Selected extract:
______________________________
Try Under Armour ColdGear


----------



## Learning_Mum (Jan 5, 2007)

What sort of weather are you talking about? When I played winter sports I'd just wear two layers on top plus the long woolen socks with a jumper or jacket on before the game. You usually get pretty hot running around. I played in rain and mud and frost but never snow.


----------



## Neera (Jul 15, 2007)

Quote:


> Originally Posted by *Learning_Mum*
> 
> What sort of weather are you talking about? When I played winter sports I'd just wear two layers on top plus the long woolen socks with a jumper or jacket on before the game. You usually get pretty hot running around. I played in rain and mud and frost but never snow.


I think it is going to go down to freezing temps. eventually. Recently when it was in the 50s she had on a long sleeve cotton shirt and a short sleeve on top for practice. A cotton capri with the thin soccer shorts over and the soccer socks but felt a little cold.

It's not possible to wear any layers on top. The layers have to be underneath the v. thin soccer shirt. The shirt is huge as it is.


----------



## Mirzam (Sep 9, 2002)

Quote:


> Originally Posted by *wildmonkeys*
> 
> Try Under Armour ColdGear


This. My DS is older and plays competitive soccer so he has pretty strict uniform requirements. In cold weather he will play in under armour under his jersey, gloves and if very cold a hat. He also has under armour leggings which will come out only in super cold weather because he doesn't like wearing them. A girl shouldn't have the issue hopefully. Oh, he also has a fleece cowl that he wears to keep his neck warm. The good thing is kids are running around while playing. A nice warm fleece jacket, that is easy to get on and off, is a good idea for when she is subbed out and sitting on the bench.


----------



## mtiger (Sep 10, 2006)

Quote:


> Originally Posted by *Neera*
> 
> What's spandex? I know it's a fabric but don't know what garment it is.
______________________________
Information supplied:

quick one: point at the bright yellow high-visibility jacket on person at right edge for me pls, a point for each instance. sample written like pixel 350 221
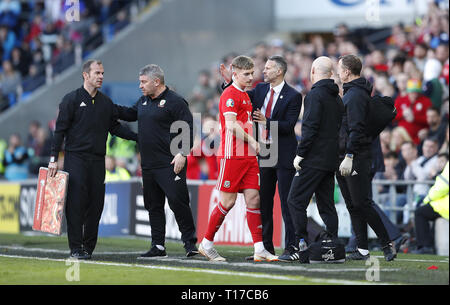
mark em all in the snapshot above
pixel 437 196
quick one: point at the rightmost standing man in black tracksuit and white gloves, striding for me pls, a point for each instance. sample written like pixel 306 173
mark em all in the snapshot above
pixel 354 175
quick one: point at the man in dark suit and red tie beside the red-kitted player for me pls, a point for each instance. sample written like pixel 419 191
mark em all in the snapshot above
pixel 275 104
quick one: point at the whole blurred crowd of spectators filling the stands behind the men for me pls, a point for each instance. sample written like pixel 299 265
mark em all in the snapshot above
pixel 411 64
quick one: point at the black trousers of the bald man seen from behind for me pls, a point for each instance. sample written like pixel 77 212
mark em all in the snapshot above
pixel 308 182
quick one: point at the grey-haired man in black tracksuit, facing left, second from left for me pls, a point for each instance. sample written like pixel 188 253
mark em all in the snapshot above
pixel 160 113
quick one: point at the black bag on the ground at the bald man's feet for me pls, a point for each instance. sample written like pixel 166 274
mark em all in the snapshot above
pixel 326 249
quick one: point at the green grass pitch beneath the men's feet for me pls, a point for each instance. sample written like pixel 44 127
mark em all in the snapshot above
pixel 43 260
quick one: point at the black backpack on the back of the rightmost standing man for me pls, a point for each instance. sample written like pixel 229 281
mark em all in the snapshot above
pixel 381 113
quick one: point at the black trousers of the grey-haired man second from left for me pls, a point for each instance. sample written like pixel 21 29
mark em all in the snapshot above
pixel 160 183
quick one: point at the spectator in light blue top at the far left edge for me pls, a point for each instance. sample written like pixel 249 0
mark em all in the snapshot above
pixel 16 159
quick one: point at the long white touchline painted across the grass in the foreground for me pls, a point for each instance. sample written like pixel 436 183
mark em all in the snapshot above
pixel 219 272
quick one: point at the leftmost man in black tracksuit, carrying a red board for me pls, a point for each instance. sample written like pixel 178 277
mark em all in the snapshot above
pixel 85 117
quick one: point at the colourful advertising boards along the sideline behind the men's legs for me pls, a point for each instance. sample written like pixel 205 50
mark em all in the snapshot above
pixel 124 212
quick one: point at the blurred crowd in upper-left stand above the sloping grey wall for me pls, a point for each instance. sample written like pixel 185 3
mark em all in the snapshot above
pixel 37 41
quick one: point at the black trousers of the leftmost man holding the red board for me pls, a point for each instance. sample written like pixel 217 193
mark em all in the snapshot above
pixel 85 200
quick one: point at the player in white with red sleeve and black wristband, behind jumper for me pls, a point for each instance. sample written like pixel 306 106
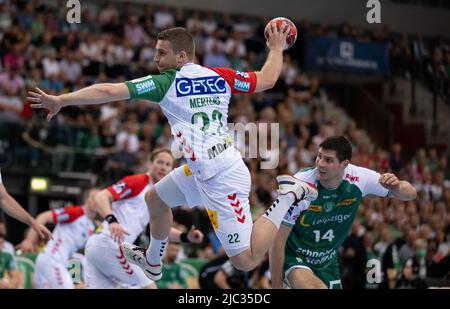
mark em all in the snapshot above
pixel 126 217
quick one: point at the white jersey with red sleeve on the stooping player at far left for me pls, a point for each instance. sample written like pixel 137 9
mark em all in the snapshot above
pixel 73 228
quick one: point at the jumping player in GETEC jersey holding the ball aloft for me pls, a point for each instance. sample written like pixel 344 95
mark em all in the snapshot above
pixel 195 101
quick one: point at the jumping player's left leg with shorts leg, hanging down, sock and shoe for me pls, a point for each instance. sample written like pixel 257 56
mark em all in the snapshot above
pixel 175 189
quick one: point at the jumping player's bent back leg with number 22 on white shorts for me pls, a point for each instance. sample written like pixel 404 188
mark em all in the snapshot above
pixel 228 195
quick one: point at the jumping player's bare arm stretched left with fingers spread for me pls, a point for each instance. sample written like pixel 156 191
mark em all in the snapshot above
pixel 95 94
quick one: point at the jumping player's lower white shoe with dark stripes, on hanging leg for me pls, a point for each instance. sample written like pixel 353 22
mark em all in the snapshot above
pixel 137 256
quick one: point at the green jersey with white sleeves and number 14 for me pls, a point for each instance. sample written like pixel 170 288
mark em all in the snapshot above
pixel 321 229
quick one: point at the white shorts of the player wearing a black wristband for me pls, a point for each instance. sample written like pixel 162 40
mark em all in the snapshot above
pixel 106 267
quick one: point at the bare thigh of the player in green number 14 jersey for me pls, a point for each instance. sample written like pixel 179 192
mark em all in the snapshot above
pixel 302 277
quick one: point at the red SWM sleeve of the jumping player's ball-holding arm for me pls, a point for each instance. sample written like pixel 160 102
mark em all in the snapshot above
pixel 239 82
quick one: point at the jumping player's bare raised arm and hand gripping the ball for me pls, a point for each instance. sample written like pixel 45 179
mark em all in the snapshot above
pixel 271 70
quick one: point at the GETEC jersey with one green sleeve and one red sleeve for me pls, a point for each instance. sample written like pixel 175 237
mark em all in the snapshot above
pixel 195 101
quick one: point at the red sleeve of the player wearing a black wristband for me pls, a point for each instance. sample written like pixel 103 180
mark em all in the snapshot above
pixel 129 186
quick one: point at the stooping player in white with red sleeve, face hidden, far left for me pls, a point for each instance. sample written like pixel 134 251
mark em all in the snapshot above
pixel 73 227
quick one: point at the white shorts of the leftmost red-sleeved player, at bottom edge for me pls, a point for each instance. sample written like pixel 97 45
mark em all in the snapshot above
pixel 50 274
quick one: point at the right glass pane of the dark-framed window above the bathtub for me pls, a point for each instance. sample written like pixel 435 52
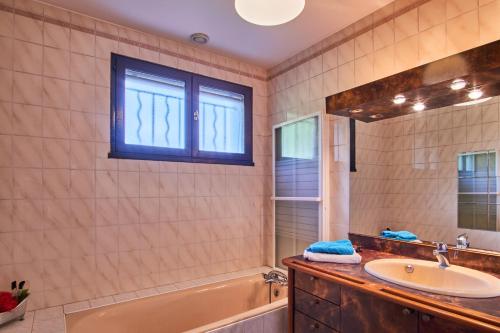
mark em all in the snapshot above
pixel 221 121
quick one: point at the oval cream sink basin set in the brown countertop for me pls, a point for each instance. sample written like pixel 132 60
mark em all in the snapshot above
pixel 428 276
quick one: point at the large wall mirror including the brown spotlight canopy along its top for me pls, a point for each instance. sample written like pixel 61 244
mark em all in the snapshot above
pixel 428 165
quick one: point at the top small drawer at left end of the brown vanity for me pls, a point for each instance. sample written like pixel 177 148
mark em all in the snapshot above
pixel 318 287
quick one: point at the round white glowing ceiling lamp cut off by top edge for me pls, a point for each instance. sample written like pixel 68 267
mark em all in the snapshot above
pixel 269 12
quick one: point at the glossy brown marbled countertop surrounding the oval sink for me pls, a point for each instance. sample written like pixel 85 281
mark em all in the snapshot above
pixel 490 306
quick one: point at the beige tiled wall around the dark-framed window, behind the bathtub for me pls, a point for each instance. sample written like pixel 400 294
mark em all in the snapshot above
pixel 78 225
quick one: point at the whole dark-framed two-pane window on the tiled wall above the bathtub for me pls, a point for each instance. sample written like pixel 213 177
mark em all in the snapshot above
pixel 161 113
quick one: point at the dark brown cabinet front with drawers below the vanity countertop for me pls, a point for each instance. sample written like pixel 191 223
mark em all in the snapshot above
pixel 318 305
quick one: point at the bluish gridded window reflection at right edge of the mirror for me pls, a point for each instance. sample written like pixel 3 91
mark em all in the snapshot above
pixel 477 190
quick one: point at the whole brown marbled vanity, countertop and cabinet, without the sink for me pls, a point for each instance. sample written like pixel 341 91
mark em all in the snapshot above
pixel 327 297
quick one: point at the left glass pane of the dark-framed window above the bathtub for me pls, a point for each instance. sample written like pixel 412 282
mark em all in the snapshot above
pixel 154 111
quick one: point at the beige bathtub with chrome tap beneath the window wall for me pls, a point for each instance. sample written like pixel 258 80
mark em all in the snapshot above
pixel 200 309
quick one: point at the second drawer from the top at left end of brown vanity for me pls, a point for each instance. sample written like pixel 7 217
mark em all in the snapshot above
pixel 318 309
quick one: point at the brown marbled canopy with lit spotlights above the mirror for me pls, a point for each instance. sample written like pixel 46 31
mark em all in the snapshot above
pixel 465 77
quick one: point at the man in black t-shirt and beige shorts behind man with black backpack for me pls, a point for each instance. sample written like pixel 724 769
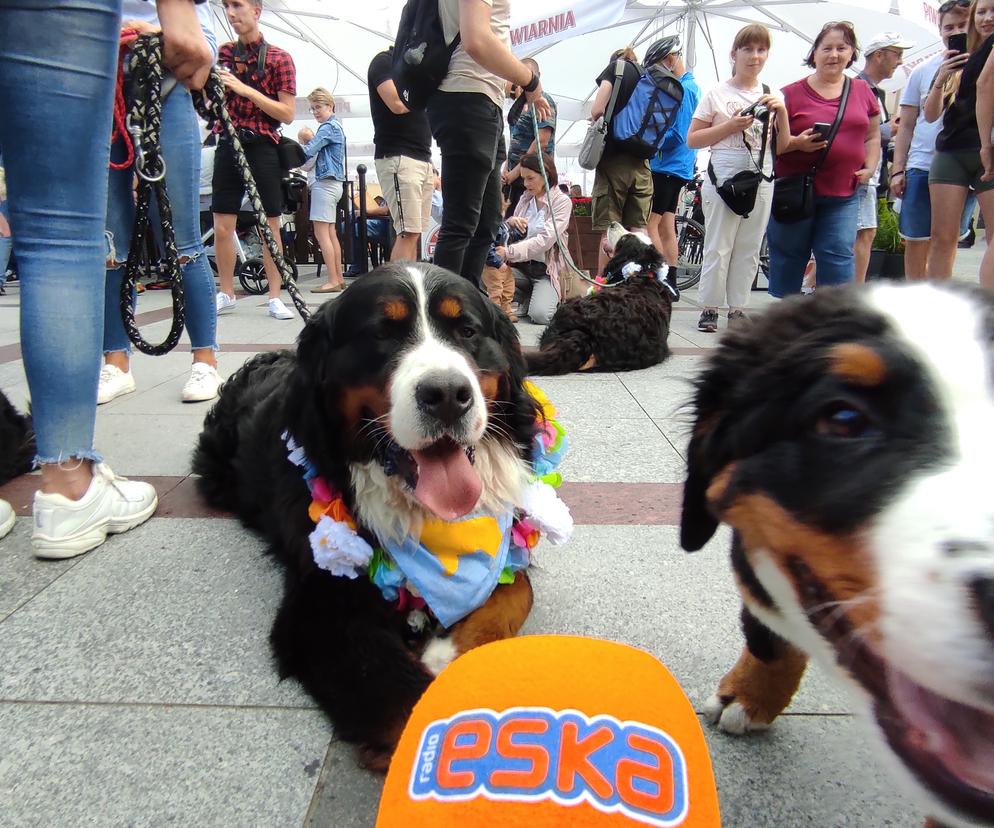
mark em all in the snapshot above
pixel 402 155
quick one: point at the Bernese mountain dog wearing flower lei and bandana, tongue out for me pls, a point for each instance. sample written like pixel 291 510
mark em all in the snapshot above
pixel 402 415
______________________________
Carry on the forum thread about dressing for cold-weather soccer, starting right after its final line.

Answer below:
Kind of like baseball sliders, but shorter. Hers come to just above mid-thigh. She has UnderArmour ColdGear, but gets waaaaaay too hot if she wears it while playing. However, I have seen girls with the full leggings and long sleeved ColdGear, as well. So much depends both on the child and the level of activity on the field. My daughter is in college and has played at a competitive level for quite a few years - which is a very different place than I suspect you are in with your child, Neera.

A lot will depend on how much time s/he spends on the field vs on the sidelines, how active s/he is on the field, etc. *Personally*? I would not spend the money for ColdGear for a young child. It isn't inexpensive and will be outgrown quickly. I would go for regular leggings or thermals, or a plain old pair of sweatpants over shorts - the sweats can come off if the child gets overheated.. A sweatshirt or fleece. Whatever mittens or gloves you have, and a plain old pull-on hat. And don't freak if s/he wants to take off whatever after running around for a bit.


----------



## Neera (Jul 15, 2007)

Quote:


> Originally Posted by *ollyoxenfree*
> 
> A technical moisture-wicking long-sleeved base layer, like this one from LL Bean, works really well under the jersey. It keeps the kid warmer than a cotton shirt. Cotton tends to hold moisture and it will start to feel chilly, especially when they aren't running on the field. Merino wool works well too.


She has this shirt but it is for swimming. I guess if it's the same fabric she could wear it as an underwear.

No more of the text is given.